Exercise data:
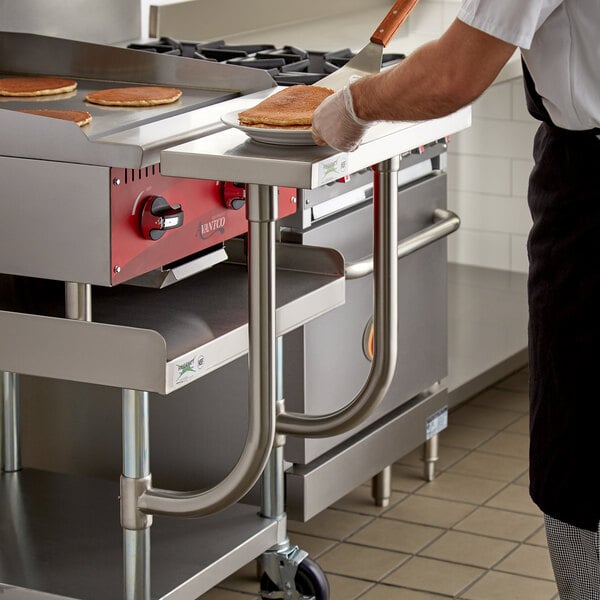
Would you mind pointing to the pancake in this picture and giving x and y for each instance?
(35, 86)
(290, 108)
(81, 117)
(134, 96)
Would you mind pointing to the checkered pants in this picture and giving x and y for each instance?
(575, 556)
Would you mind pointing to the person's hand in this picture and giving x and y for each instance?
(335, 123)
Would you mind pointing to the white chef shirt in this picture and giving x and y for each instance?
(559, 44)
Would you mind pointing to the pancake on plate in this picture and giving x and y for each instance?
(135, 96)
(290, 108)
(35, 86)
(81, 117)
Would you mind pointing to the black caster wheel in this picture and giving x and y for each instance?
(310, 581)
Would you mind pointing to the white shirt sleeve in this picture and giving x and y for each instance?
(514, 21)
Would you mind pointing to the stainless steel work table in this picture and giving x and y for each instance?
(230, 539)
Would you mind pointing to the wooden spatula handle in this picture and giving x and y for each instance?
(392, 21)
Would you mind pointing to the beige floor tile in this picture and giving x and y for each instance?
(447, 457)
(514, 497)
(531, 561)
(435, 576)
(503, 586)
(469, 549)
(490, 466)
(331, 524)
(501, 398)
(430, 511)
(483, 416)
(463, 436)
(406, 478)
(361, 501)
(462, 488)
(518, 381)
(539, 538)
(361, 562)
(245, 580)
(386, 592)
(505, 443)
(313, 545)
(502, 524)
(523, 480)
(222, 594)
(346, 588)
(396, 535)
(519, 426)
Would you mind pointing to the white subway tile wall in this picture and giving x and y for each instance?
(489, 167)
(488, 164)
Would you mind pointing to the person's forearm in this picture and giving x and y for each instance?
---
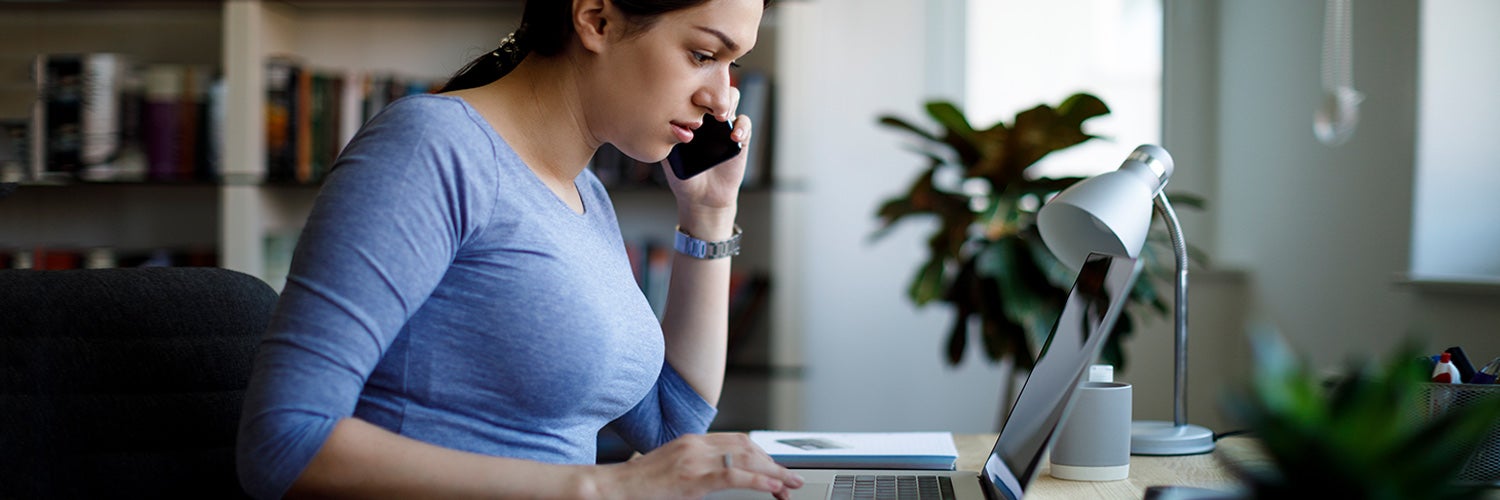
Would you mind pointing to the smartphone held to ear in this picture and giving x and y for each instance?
==
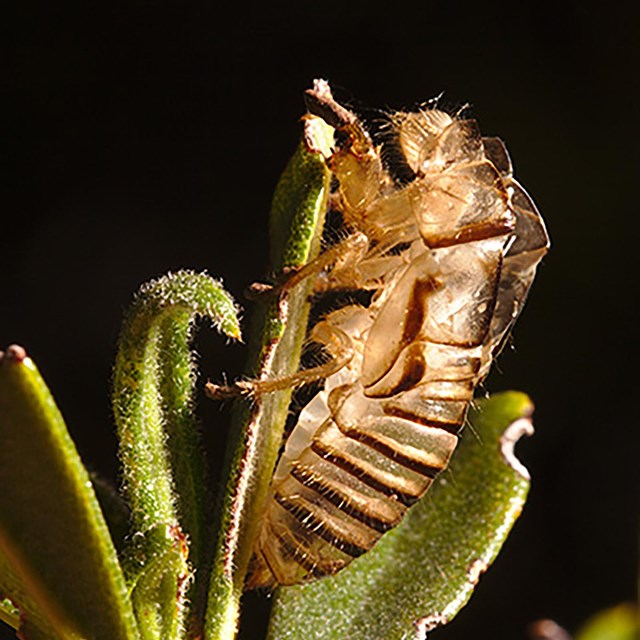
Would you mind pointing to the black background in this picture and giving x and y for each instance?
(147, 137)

Short problem: Report every line of the items above that contains the string "white", treating case as significant.

Response:
Would you mind pointing to the white chef shirt in this picture and giving x and y for each instance?
Would you mind pointing to the white shirt sleeve in this picture and giving x and y for each instance?
Would you mind pointing to the white subway tile wall in this picture and giving x and y for each instance?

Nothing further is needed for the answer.